#### Input material:
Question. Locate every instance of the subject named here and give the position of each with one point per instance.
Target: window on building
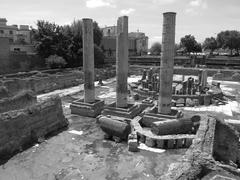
(17, 49)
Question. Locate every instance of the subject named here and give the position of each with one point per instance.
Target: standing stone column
(204, 78)
(88, 61)
(122, 62)
(167, 61)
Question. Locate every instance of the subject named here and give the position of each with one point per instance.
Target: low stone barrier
(20, 101)
(19, 128)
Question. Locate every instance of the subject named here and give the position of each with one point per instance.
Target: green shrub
(55, 61)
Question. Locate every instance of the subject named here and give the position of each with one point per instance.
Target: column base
(152, 116)
(130, 111)
(81, 108)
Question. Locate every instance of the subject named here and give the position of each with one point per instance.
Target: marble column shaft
(88, 60)
(167, 61)
(122, 62)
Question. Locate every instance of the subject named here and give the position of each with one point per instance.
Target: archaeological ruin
(157, 122)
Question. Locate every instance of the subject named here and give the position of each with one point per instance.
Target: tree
(210, 43)
(65, 41)
(55, 61)
(190, 44)
(49, 38)
(229, 39)
(156, 49)
(197, 48)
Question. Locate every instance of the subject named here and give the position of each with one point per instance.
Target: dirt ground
(84, 154)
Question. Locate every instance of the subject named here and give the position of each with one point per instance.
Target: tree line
(61, 46)
(188, 44)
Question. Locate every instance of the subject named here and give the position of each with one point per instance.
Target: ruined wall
(20, 128)
(40, 82)
(226, 144)
(223, 74)
(20, 101)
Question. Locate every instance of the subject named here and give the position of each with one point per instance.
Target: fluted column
(122, 61)
(88, 61)
(167, 62)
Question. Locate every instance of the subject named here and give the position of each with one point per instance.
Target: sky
(201, 18)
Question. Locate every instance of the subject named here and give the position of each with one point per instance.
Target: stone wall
(223, 74)
(20, 101)
(211, 141)
(39, 82)
(19, 128)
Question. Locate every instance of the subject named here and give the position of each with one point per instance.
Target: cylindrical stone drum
(115, 128)
(173, 126)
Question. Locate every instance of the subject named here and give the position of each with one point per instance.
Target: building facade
(19, 37)
(137, 42)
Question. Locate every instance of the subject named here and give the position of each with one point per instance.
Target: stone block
(160, 143)
(188, 142)
(115, 126)
(179, 143)
(129, 112)
(150, 142)
(170, 143)
(133, 145)
(81, 108)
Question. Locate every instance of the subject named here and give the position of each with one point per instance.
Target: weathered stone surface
(22, 127)
(172, 126)
(199, 162)
(87, 109)
(88, 60)
(20, 101)
(167, 61)
(133, 145)
(3, 92)
(115, 126)
(122, 61)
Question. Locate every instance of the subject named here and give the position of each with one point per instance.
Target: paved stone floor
(81, 153)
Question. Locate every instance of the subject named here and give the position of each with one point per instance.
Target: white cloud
(198, 3)
(127, 11)
(99, 3)
(195, 6)
(191, 11)
(162, 2)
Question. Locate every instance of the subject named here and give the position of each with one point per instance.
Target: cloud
(195, 6)
(127, 11)
(191, 11)
(198, 3)
(162, 2)
(99, 3)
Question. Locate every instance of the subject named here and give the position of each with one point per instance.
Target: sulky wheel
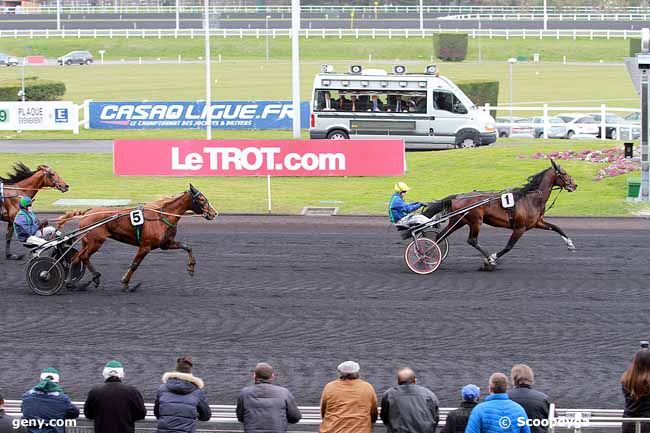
(45, 276)
(443, 244)
(423, 256)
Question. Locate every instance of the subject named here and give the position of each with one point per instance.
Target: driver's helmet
(25, 202)
(401, 187)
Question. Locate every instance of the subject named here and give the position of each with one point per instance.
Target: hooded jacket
(180, 402)
(47, 401)
(115, 407)
(267, 408)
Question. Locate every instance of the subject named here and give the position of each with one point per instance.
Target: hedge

#### Work instruction:
Write the listing again exactly, duplicating every line and skipping the pictures.

#### Final answer:
Question. Locate every instance of the subject named here and give the position of each with one point per instance.
Target: window on building
(17, 49)
Question. Locate every instance of the subject named here and give the position of each with one point per instance.
Target: standing stone column
(204, 78)
(88, 61)
(122, 62)
(167, 61)
Question. Locate every instance of the subject named here and give the position of each with one point per instance.
Target: low stone barrier
(20, 101)
(19, 128)
Question. Locate every instance of the subject named here and give the position of each with one point per instance.
Target: green shrub
(55, 61)
Question. Locate every instance of the subject named here and give the position of each with one point per instance.
Target: column base
(152, 116)
(130, 111)
(81, 108)
Question. Locate every instance of the subject named here and give the position of each with one point per instance.
Target: marble column shaft
(88, 60)
(167, 61)
(122, 62)
Question. Locate every instance of the subject named here and give the position of each with one point per instance.
Target: archaeological ruin
(157, 122)
Question. Locate every instance of the subject named here and give the position of each with one point per instance.
Target: tree
(210, 43)
(65, 41)
(55, 61)
(190, 44)
(49, 38)
(229, 39)
(156, 49)
(197, 48)
Question. Locate every instance of the subject named here and give the position of each with one point per instance.
Target: dirt ground
(84, 154)
Question. Locate every instance of the subject named here and give the position of each with one point per instance.
Target: tree line
(61, 46)
(188, 44)
Question. Locate every instance of the subject named here and give the position of each with one point per instance.
Target: ruined wall
(20, 128)
(40, 82)
(226, 144)
(223, 74)
(20, 101)
Question. Locate every instance of the subject named here and give the position of each with one point per instance.
Target: fluted column
(122, 61)
(88, 61)
(167, 62)
Question. Locate every instance of the subject named here and give the position of each with one point per instance.
Target: sky
(201, 18)
Question. Locate every instance of the subject named here and give the position of each with one point per instance.
Target: stone wall
(223, 74)
(20, 101)
(211, 141)
(39, 82)
(19, 128)
Question. Locate every instance of the subject named here and give the position of each with one point per instance.
Target: cylindrical stone drum
(115, 128)
(173, 126)
Question. Locate every instance of the subject named here and give the position of each with one point per instance.
Target: building facade
(19, 37)
(137, 42)
Question. Locate every instance of the subject named here and give the position of each with one point per instance.
Target: stone block
(160, 143)
(188, 142)
(115, 126)
(179, 143)
(129, 112)
(150, 142)
(170, 143)
(133, 145)
(81, 108)
Question. Locate every instance of the subject named here and give the position of each with one point per instance.
Target: weathered stone surface
(22, 127)
(172, 126)
(199, 162)
(87, 109)
(88, 60)
(20, 101)
(167, 61)
(133, 145)
(3, 92)
(115, 126)
(122, 61)
Question. Locate every instance of the subject named here and give the position of each with one point per instance.
Target: paved stone floor
(81, 153)
Question. Locate every instance of the subject named here and give the position of each with one point per instance.
Target: white cloud
(198, 3)
(127, 11)
(99, 3)
(195, 6)
(191, 11)
(162, 2)
Question. Locate every instance of the subject named here and give the position of each with one point per instance.
Target: cloud
(195, 6)
(127, 11)
(191, 11)
(198, 3)
(162, 2)
(99, 3)
Question. Locate every instance of the subject named here and give the position of each with one point per instance.
Target: sulky wheel
(45, 276)
(443, 244)
(423, 256)
Question. Locate every instance of the subject named here and give the position of each with one point per instance.
Target: driver's helmet
(25, 202)
(401, 187)
Question. Locate every instance of the subject named here and give the position of each with one point per instance.
Target: hooded jacket
(180, 402)
(47, 401)
(115, 407)
(267, 408)
Question. Locate every instance of the subject named here and give the position of each with one point per instance.
Target: hedge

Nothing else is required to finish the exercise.